■ Exercise instructions
Turn the lines below into a numbered list, skipping any blank lines.

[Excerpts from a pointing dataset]
Start
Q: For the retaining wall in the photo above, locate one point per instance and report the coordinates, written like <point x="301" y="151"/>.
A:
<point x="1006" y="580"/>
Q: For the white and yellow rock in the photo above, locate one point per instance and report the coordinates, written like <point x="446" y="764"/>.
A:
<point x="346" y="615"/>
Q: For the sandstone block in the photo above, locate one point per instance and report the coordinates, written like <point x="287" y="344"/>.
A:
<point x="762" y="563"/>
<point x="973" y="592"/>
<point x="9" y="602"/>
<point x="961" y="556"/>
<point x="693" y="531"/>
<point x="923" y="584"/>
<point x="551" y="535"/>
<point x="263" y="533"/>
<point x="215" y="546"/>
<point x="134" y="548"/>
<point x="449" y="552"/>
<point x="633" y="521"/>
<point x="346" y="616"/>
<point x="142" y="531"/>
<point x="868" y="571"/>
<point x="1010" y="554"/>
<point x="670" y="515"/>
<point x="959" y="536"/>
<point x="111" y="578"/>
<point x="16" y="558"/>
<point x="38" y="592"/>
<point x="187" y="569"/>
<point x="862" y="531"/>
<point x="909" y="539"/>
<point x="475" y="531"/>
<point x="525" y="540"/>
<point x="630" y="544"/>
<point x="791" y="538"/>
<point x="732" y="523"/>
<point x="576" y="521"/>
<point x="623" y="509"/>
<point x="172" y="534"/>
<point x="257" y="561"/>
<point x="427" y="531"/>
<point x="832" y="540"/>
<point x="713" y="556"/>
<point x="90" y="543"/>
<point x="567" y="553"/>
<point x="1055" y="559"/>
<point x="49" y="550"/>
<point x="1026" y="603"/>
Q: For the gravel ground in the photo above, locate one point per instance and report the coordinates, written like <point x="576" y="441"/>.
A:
End
■ Exercise answer
1. Q: For the retaining wall in the photo above, locate one point per instance and report the coordinates, written like <point x="301" y="151"/>.
2. A:
3. <point x="1006" y="580"/>
4. Q: For the white and yellow rock in the photo above, locate one point per instance and report the coordinates, written like <point x="446" y="764"/>.
5. A:
6. <point x="346" y="615"/>
7. Q: For the sandstone block in the photo above, locate one point per instance and report the coordinates, written like <point x="287" y="344"/>.
8. A:
9. <point x="762" y="563"/>
10. <point x="973" y="592"/>
11. <point x="9" y="602"/>
12. <point x="961" y="556"/>
13. <point x="693" y="531"/>
14. <point x="923" y="584"/>
15. <point x="551" y="535"/>
16. <point x="263" y="533"/>
17. <point x="215" y="546"/>
18. <point x="134" y="548"/>
19. <point x="449" y="552"/>
20. <point x="633" y="521"/>
21. <point x="346" y="616"/>
22. <point x="142" y="531"/>
23. <point x="868" y="571"/>
24. <point x="1010" y="554"/>
25. <point x="670" y="515"/>
26. <point x="959" y="536"/>
27. <point x="111" y="578"/>
28. <point x="16" y="558"/>
29. <point x="38" y="592"/>
30. <point x="187" y="569"/>
31. <point x="862" y="531"/>
32. <point x="909" y="539"/>
33. <point x="475" y="531"/>
34. <point x="525" y="540"/>
35. <point x="630" y="544"/>
36. <point x="791" y="538"/>
37. <point x="732" y="523"/>
38. <point x="576" y="521"/>
39. <point x="623" y="509"/>
40. <point x="172" y="534"/>
41. <point x="257" y="561"/>
42. <point x="427" y="531"/>
43. <point x="832" y="540"/>
44. <point x="713" y="556"/>
45. <point x="90" y="543"/>
46. <point x="567" y="553"/>
47. <point x="1055" y="559"/>
48. <point x="49" y="550"/>
49. <point x="1026" y="603"/>
50. Q: For the gravel ground in the photo above, locate one point per instance and report the coordinates, written like <point x="576" y="441"/>.
51. A:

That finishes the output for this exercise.